— PROBLEM TO WORK ON —
Copy verbatim the records starting with the line containing "Query: **person's shoulder in red**" and going on through the line containing "316], [27, 300]]", both lines included.

— start RECORDS TO PROCESS —

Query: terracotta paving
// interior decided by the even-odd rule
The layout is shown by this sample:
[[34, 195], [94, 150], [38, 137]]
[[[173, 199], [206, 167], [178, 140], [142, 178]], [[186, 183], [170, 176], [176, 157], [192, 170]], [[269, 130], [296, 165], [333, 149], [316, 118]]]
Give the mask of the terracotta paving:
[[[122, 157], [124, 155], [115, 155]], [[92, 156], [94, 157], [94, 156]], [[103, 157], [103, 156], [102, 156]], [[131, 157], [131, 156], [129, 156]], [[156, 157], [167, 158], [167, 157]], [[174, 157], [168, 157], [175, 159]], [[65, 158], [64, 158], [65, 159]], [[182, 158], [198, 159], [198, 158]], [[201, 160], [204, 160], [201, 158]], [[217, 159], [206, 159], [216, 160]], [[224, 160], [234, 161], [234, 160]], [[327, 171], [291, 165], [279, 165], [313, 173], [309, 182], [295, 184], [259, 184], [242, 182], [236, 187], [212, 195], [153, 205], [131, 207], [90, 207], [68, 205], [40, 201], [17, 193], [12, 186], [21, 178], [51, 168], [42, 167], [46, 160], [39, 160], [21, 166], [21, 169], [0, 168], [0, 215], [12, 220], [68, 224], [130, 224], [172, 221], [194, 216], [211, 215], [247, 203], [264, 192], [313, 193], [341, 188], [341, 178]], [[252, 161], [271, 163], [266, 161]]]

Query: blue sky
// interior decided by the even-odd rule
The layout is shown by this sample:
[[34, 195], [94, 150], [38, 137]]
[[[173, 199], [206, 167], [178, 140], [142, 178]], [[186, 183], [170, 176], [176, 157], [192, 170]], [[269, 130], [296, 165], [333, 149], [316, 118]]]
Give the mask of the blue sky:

— end RECORDS TO PROCESS —
— start RECORDS TO PROCESS —

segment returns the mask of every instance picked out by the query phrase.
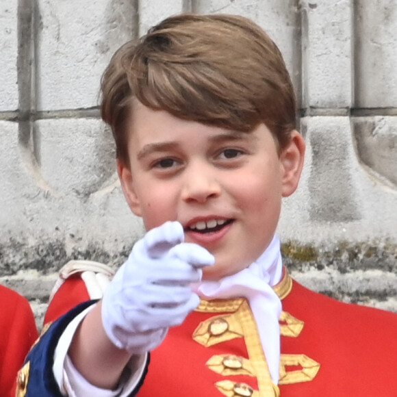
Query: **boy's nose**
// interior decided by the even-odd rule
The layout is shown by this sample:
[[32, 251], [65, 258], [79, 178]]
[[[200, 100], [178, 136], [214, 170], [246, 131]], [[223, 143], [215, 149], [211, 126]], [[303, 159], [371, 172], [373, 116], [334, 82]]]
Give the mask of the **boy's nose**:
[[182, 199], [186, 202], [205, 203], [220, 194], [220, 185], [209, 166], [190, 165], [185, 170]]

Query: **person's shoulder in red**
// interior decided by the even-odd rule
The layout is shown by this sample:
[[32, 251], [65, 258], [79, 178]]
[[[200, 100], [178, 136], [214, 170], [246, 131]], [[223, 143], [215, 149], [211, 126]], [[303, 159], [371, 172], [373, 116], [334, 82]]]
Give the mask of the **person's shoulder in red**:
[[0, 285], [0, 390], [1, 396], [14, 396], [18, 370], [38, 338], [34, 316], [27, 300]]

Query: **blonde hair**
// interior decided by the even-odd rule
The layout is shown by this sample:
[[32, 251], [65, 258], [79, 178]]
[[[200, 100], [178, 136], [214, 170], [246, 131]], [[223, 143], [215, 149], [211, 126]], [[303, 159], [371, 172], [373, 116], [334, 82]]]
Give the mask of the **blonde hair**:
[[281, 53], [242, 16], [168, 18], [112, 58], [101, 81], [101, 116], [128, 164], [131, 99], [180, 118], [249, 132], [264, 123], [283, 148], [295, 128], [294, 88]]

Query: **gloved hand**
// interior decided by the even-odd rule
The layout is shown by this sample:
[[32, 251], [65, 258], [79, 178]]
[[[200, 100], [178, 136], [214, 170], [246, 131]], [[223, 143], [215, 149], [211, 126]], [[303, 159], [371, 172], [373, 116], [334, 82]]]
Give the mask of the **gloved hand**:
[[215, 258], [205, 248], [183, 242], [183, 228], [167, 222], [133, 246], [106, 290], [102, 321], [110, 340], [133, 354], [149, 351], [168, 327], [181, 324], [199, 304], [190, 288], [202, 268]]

— end RECORDS TO PROCESS —

— SOLUTION FOR THIS TASK —
Query: **person's shoulder in red**
// interior decided by the even-odd rule
The layout is shown by this sample:
[[32, 251], [65, 258], [79, 178]]
[[[200, 100], [178, 136], [214, 170], [246, 131]], [[223, 143], [215, 149], [211, 126]], [[303, 159], [371, 172], [373, 116], [334, 82]]]
Give the mask of the **person's shoulder in red**:
[[0, 285], [0, 390], [1, 396], [14, 396], [18, 370], [38, 338], [34, 316], [27, 300]]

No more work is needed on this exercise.